- Task objective:
Images aside, the whole listing should be written out word for word.

- Data to process:
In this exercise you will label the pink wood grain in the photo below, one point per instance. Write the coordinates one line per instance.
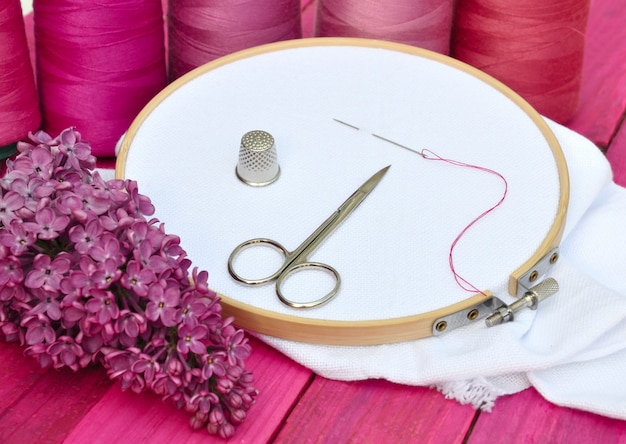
(129, 417)
(603, 95)
(527, 418)
(616, 155)
(43, 406)
(374, 411)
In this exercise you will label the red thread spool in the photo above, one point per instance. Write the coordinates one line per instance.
(98, 65)
(199, 32)
(535, 47)
(19, 104)
(422, 23)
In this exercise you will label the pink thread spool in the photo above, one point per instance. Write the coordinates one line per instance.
(422, 23)
(199, 32)
(535, 47)
(19, 104)
(98, 65)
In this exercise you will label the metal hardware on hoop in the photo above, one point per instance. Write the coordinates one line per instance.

- Result of the task:
In this exercise you will label the pink wood grain in the photo below, one point per instance. Write the coordinates one line per instance.
(129, 417)
(603, 95)
(527, 418)
(616, 155)
(43, 406)
(374, 411)
In this exercise you will label the red thread spool in the photo above, one point per instance. Write the coordinates one line per instance.
(98, 65)
(199, 32)
(535, 47)
(19, 104)
(422, 23)
In this exercise you will label the pink thread spool in the photo above, one point per instance. Write the coordinates one line per instance.
(422, 23)
(199, 32)
(535, 47)
(19, 104)
(98, 65)
In this exercise you will label the metal hardware on hoop in the photo above, one point per instance. Write the coordinates one line per instance.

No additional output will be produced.